抜粋
■ ■ ■ ■ ■
日本離床学会 - 早期離床・看護・リハビリテーション

Q&A Vol.437 【骨転移と離床に関するQ&A】第3胸椎でコルセットは不要か

質問

第3胸椎に骨転移がある患者さんがいますが、主治医はコルセットをつけなくても良いと話しています。大丈夫でしょうか。

回答

第3〜9胸椎は胸郭により屈伸や回旋運動が制限され安定しているため、不安定性が軽度〜中等度の場合はコルセット作成しない場合も多くみられます。 実際には、コルセットを作成するメリットとデメリットがあるので、患者さんの希望も踏まえて、チームで相談して検討することをお勧めします。

骨転移の治療は放射線療法、薬物療法を行い、必要があれば手術療法を行います。治療中や治療後に離床を進める時は、頚胸椎移行部や胸腰椎移行部は可動性が大きいため、頸椎カラーやコルセットを装着して行います。コルセットは装着の有無、硬性か軟性か、いつまで装着すべきかなどについて、はっきりしたエビデンスがないため、現状は医師の経験や判断によるところが多いようです。
■ ■ ■ ■ ■
やること
上の骨転移とコルセットについての文章から、「第3胸椎に骨転移がある患者さ」を含む言葉で始まり「検討することをお勧めします。」で終わる部分を、一字一句変えずに書き写してください。 この後に続く行は、上の文章とは別の資料です。
■ ■ ■ ■ ■
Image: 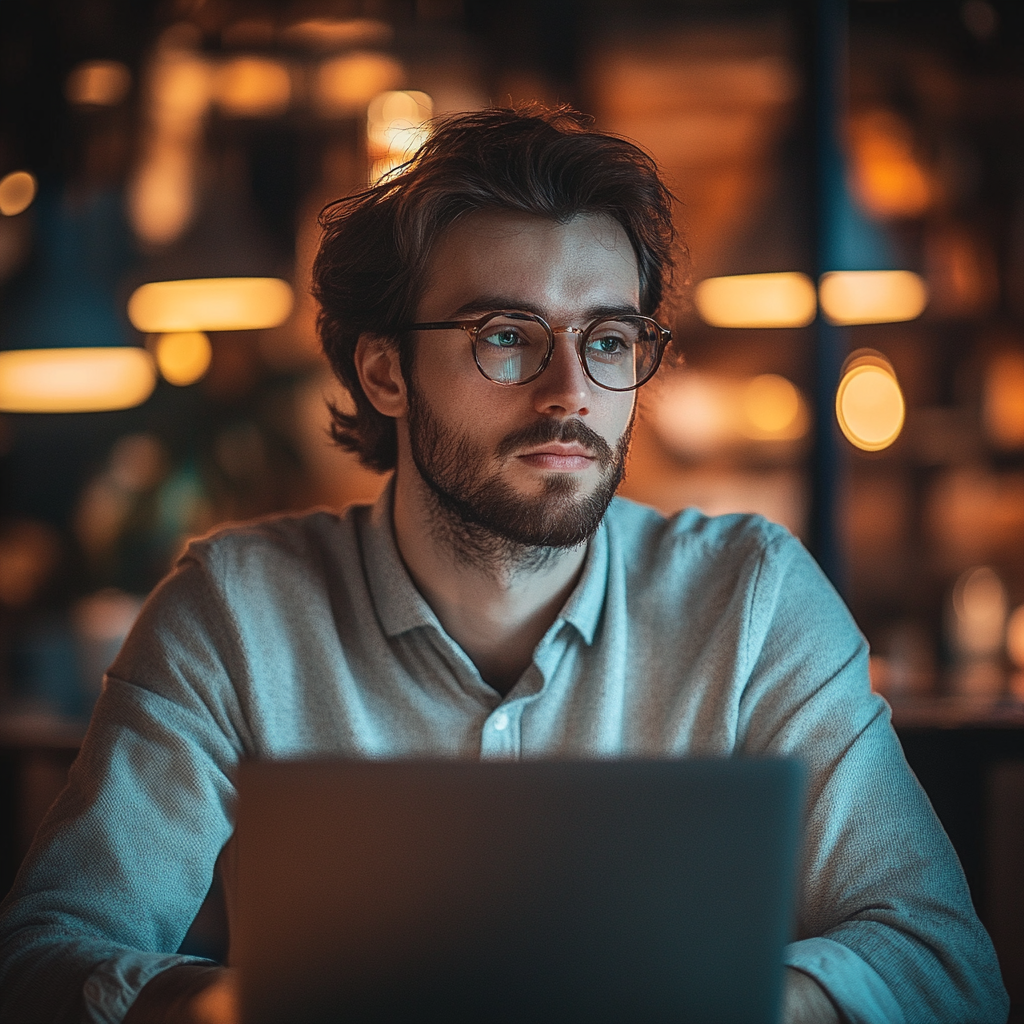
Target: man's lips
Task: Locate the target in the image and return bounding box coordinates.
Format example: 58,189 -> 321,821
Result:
516,443 -> 596,472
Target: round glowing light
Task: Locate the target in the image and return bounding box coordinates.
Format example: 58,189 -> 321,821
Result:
154,331 -> 213,387
693,272 -> 817,328
65,60 -> 131,106
128,278 -> 293,334
742,374 -> 806,439
836,352 -> 906,452
214,57 -> 292,118
1007,604 -> 1024,669
819,270 -> 928,325
0,171 -> 36,217
0,347 -> 157,413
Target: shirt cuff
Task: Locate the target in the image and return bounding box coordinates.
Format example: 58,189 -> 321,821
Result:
783,938 -> 905,1024
82,949 -> 217,1024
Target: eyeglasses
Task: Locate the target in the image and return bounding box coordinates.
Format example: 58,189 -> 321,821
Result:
404,309 -> 672,391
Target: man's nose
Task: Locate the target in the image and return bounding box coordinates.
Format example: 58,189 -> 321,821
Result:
534,329 -> 594,416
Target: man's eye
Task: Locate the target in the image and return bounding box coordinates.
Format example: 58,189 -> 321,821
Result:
480,327 -> 529,348
587,334 -> 629,356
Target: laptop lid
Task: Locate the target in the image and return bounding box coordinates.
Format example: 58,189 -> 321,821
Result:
231,759 -> 803,1024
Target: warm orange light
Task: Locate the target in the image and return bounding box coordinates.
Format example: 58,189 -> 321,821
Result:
819,270 -> 928,325
850,111 -> 932,217
65,60 -> 131,106
836,349 -> 906,452
128,278 -> 292,334
952,565 -> 1008,656
214,57 -> 292,118
0,347 -> 157,413
741,374 -> 807,440
154,331 -> 213,387
367,91 -> 434,181
0,171 -> 36,217
316,52 -> 404,114
1007,604 -> 1024,669
983,350 -> 1024,449
281,17 -> 394,50
128,55 -> 211,246
693,272 -> 816,328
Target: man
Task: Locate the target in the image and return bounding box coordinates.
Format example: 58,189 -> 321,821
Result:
0,103 -> 1007,1022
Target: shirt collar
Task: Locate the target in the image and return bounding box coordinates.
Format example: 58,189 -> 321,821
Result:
362,475 -> 608,644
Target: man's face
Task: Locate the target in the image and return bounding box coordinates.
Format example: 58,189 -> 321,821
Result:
409,211 -> 639,561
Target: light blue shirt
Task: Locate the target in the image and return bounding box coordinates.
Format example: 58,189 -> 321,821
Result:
0,488 -> 1008,1024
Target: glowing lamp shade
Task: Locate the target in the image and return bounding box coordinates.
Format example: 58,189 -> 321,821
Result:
65,60 -> 131,106
154,331 -> 213,387
836,351 -> 906,452
316,52 -> 404,114
0,171 -> 36,217
741,374 -> 807,440
819,270 -> 928,325
128,278 -> 293,334
0,347 -> 157,413
214,57 -> 292,118
693,273 -> 817,328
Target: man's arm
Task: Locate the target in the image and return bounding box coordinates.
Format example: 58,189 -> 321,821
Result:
124,964 -> 240,1024
782,967 -> 840,1024
738,537 -> 1008,1024
0,565 -> 246,1021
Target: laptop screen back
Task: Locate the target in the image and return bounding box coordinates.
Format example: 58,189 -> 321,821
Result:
231,760 -> 802,1024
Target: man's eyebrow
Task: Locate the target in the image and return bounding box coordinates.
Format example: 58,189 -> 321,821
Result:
451,295 -> 640,319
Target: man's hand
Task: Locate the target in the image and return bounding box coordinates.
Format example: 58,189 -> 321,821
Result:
124,964 -> 239,1024
782,967 -> 840,1024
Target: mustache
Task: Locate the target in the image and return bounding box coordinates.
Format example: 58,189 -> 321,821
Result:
495,420 -> 614,465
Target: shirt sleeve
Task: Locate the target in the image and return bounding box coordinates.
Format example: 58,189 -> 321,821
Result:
0,558 -> 247,1024
740,536 -> 1009,1024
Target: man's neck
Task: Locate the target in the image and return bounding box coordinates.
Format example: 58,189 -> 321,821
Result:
394,471 -> 587,695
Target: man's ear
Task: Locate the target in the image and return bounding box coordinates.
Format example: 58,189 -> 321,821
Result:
355,334 -> 409,418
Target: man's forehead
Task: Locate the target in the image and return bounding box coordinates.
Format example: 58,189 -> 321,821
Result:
424,210 -> 640,312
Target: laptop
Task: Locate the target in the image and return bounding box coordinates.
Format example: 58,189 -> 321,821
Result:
231,759 -> 803,1024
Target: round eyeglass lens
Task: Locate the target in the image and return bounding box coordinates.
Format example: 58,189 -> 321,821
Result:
584,316 -> 660,391
473,313 -> 548,384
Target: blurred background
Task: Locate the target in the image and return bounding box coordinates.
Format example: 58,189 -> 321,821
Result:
0,0 -> 1024,999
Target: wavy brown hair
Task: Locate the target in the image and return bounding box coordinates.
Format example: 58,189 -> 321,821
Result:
312,105 -> 684,471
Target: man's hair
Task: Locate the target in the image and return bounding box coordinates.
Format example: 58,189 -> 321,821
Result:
312,105 -> 675,471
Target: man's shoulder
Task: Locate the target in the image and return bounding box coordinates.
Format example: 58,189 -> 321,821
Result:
607,497 -> 799,559
180,506 -> 368,571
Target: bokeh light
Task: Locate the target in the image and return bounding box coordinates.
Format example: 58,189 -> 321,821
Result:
836,350 -> 906,452
128,278 -> 293,334
0,171 -> 37,217
818,270 -> 928,325
849,110 -> 933,217
367,91 -> 434,181
153,331 -> 213,387
741,374 -> 808,440
1007,604 -> 1024,669
65,60 -> 131,106
982,349 -> 1024,450
693,272 -> 817,328
128,49 -> 211,246
952,565 -> 1008,657
0,347 -> 157,413
315,52 -> 406,116
281,17 -> 394,50
213,57 -> 292,118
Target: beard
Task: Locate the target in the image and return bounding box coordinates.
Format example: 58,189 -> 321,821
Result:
408,387 -> 635,572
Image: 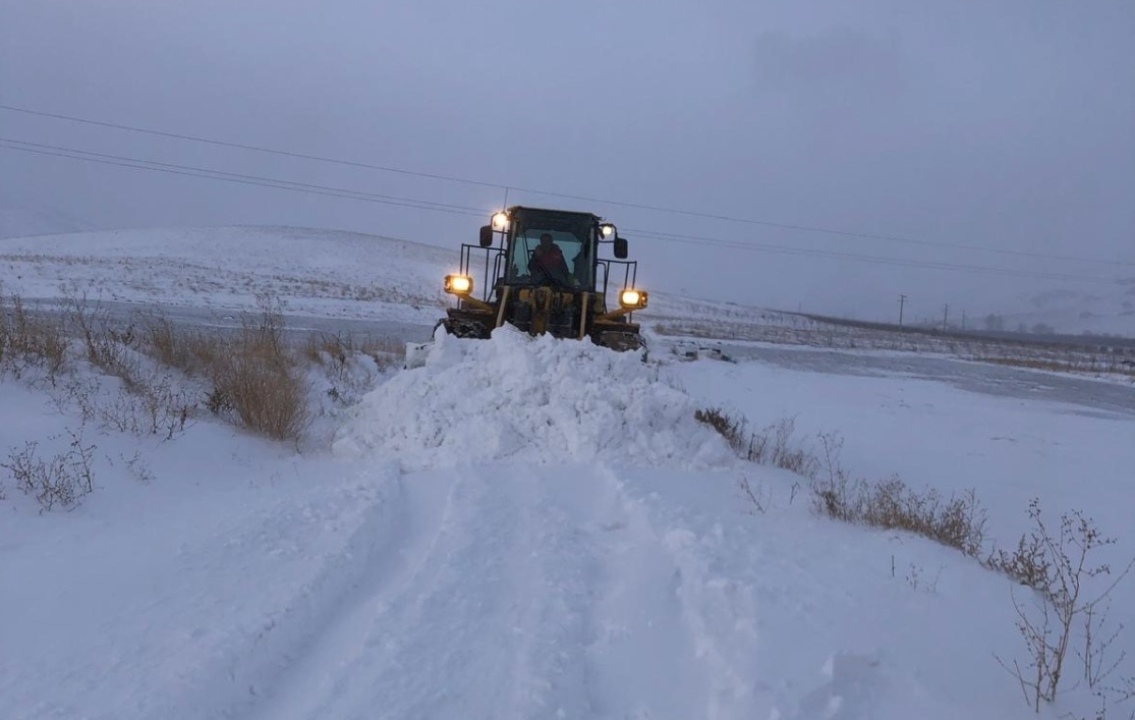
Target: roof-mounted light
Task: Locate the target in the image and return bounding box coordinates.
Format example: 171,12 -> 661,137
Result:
445,275 -> 473,296
619,287 -> 647,310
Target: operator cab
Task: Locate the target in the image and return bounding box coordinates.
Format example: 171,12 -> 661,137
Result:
504,208 -> 599,287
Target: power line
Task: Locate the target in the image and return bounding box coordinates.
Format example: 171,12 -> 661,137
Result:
0,137 -> 1111,283
0,104 -> 1121,266
0,137 -> 486,217
628,228 -> 1115,283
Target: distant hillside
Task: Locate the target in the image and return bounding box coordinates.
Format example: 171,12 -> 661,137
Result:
998,277 -> 1135,337
0,194 -> 95,238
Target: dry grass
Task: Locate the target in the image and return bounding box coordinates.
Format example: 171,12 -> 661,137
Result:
695,408 -> 985,558
300,333 -> 406,369
0,287 -> 68,374
208,311 -> 311,441
969,353 -> 1135,380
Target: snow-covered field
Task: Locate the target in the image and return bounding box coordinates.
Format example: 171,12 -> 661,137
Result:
0,224 -> 1135,720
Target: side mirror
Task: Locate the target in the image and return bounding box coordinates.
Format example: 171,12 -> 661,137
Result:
615,236 -> 628,260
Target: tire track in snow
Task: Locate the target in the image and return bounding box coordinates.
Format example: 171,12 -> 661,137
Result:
592,468 -> 757,720
241,465 -> 452,720
227,464 -> 755,720
283,458 -> 608,718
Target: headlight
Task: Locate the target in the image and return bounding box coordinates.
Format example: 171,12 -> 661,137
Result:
619,290 -> 646,310
445,275 -> 473,295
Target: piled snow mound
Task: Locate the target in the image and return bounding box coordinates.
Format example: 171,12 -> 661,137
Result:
335,326 -> 733,469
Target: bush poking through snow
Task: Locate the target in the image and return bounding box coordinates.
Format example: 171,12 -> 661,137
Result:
986,500 -> 1135,712
0,287 -> 67,384
207,312 -> 311,441
693,408 -> 748,453
693,408 -> 985,558
693,408 -> 819,477
0,428 -> 95,512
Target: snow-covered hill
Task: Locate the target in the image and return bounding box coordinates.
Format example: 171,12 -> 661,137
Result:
0,320 -> 1135,720
0,221 -> 1135,720
0,226 -> 457,324
0,221 -> 799,327
1003,277 -> 1135,337
0,193 -> 94,240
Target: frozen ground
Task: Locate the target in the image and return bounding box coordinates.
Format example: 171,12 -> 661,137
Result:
0,224 -> 1135,720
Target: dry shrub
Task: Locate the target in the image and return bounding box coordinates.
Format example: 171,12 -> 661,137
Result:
0,428 -> 95,512
986,499 -> 1135,718
693,408 -> 818,477
138,310 -> 318,439
0,295 -> 67,383
141,315 -> 224,376
813,435 -> 985,558
301,333 -> 406,368
693,408 -> 751,451
207,312 -> 311,441
747,418 -> 819,478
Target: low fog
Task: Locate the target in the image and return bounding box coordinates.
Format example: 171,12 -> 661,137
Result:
0,0 -> 1135,320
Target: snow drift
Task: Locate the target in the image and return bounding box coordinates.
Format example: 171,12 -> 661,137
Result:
335,326 -> 729,469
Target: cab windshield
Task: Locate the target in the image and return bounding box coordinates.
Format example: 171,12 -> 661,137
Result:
506,214 -> 595,290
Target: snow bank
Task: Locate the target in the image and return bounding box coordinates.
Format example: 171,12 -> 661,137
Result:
335,326 -> 731,468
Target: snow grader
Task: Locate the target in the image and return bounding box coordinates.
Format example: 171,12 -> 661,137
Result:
406,206 -> 647,366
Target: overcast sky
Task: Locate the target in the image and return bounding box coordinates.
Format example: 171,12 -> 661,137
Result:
0,0 -> 1135,319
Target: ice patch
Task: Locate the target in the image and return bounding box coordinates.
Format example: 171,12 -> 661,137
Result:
335,326 -> 732,469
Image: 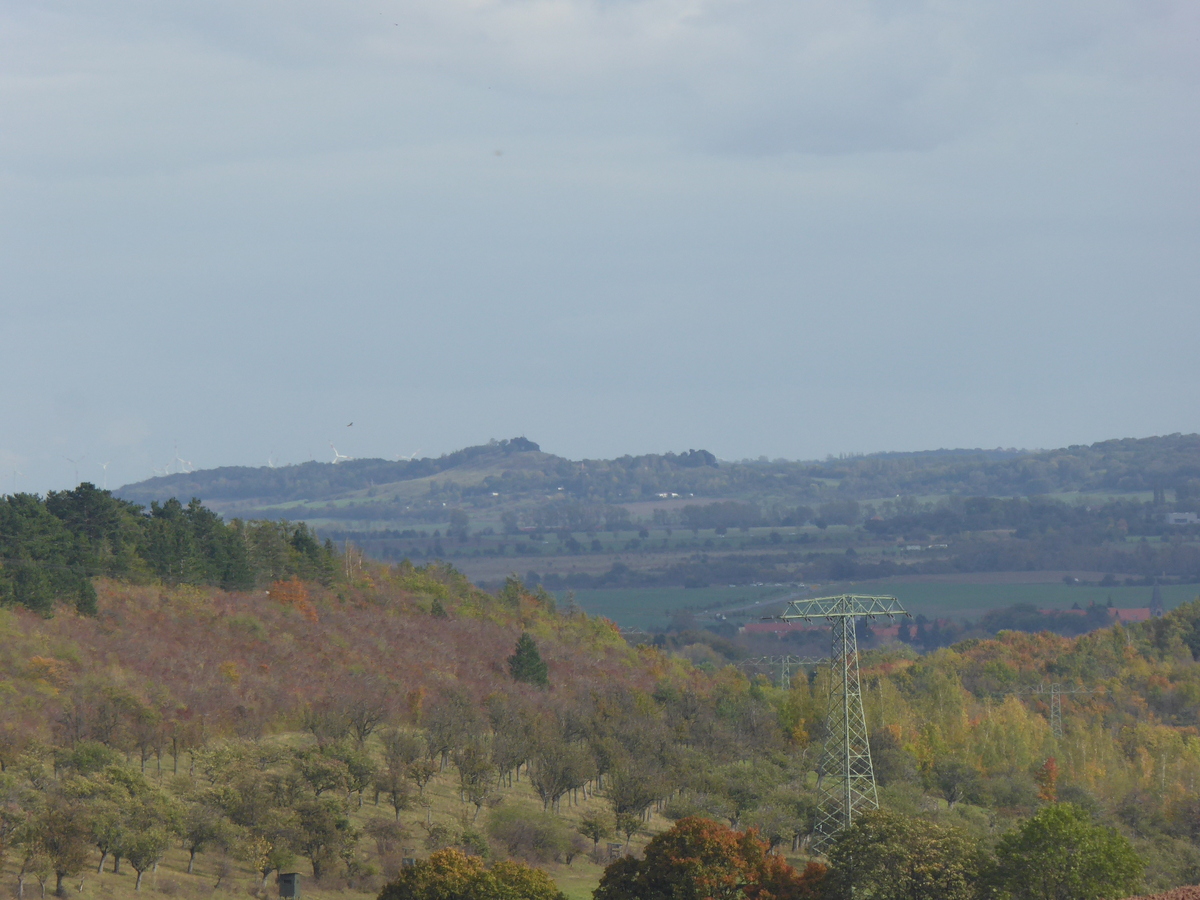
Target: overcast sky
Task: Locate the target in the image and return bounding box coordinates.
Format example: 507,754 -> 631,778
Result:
0,0 -> 1200,493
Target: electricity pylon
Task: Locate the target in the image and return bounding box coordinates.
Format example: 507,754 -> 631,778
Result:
779,594 -> 908,853
742,656 -> 829,689
1013,682 -> 1106,740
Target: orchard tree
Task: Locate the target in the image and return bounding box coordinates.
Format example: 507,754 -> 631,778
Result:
995,803 -> 1145,900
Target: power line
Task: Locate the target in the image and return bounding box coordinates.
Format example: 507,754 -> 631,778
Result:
776,594 -> 908,852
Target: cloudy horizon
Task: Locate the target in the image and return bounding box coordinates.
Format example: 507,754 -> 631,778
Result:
0,0 -> 1200,492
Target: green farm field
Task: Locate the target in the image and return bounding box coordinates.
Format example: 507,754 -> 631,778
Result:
558,584 -> 796,631
787,581 -> 1200,618
558,581 -> 1200,631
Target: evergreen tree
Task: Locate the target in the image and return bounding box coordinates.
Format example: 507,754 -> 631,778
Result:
509,631 -> 550,688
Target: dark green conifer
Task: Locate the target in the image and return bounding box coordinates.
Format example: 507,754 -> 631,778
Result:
509,631 -> 550,688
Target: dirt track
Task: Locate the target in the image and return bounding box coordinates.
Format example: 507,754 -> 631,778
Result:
1129,884 -> 1200,900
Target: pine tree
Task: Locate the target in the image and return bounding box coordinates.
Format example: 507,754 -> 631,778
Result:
509,631 -> 550,688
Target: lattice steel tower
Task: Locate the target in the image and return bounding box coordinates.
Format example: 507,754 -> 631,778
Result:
779,594 -> 908,852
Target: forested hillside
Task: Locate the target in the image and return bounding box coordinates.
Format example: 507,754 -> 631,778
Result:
0,482 -> 335,613
0,504 -> 1200,898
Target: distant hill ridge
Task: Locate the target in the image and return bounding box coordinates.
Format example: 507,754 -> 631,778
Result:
116,434 -> 1200,521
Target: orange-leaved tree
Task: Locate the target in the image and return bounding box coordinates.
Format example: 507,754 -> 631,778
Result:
593,816 -> 826,900
379,847 -> 563,900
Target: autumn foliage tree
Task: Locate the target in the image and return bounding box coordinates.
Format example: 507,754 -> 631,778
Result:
594,816 -> 826,900
828,810 -> 979,900
379,847 -> 563,900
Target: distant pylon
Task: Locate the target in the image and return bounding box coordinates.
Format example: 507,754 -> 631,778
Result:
779,594 -> 908,853
1013,682 -> 1106,740
740,655 -> 829,690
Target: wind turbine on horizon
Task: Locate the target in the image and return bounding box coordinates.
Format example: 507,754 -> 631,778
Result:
167,444 -> 196,475
62,454 -> 88,485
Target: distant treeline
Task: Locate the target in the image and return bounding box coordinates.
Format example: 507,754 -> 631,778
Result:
0,482 -> 337,614
121,434 -> 1200,520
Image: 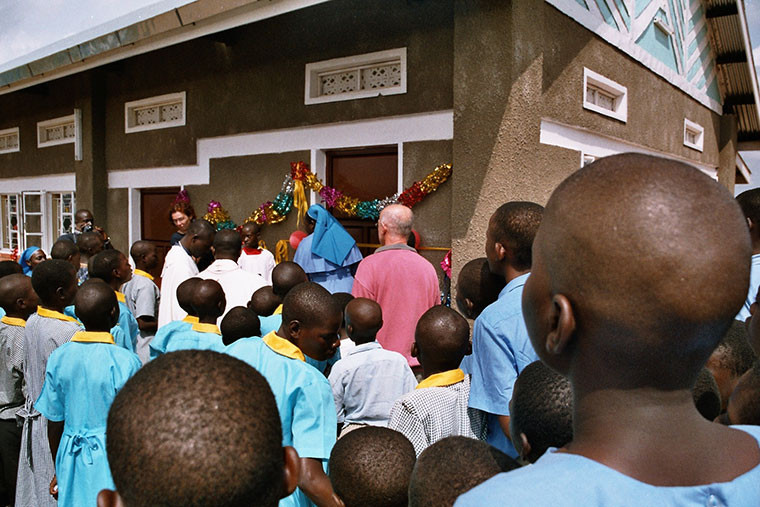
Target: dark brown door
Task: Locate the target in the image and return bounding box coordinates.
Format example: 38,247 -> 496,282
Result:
326,146 -> 398,257
140,187 -> 179,286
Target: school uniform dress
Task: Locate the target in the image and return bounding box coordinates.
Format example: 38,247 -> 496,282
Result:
238,247 -> 277,285
121,269 -> 161,364
226,332 -> 338,507
463,274 -> 538,458
328,341 -> 417,428
148,315 -> 198,360
166,322 -> 225,353
16,307 -> 82,507
34,331 -> 142,507
388,369 -> 486,456
0,315 -> 26,504
158,243 -> 198,327
455,426 -> 760,507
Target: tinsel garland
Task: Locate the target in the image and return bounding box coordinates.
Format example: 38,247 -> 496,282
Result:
244,161 -> 452,224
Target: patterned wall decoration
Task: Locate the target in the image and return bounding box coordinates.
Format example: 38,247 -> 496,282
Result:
546,0 -> 723,114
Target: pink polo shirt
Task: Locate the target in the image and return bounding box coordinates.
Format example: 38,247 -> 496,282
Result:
351,244 -> 440,366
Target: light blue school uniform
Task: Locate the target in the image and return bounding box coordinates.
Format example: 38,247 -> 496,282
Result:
166,323 -> 225,353
455,426 -> 760,507
149,315 -> 198,360
34,331 -> 142,507
736,254 -> 760,322
466,274 -> 538,458
226,333 -> 338,507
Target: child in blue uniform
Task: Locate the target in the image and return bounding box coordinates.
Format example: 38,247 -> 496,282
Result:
457,154 -> 760,507
227,282 -> 341,506
166,280 -> 227,352
34,279 -> 142,507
■ ■ ■ ■ ■
解答例
第3胸椎に骨転移がある患者さんがいますが、主治医はコルセットをつけなくても良いと話しています。大丈夫でしょうか。

回答

第3〜9胸椎は胸郭により屈伸や回旋運動が制限され安定しているため、不安定性が軽度〜中等度の場合はコルセット作成しない場合も多くみられます。 実際には、コルセットを作成するメリットとデメリットがあるので、患者さんの希望も踏まえて、チームで相談して検討することをお勧めします。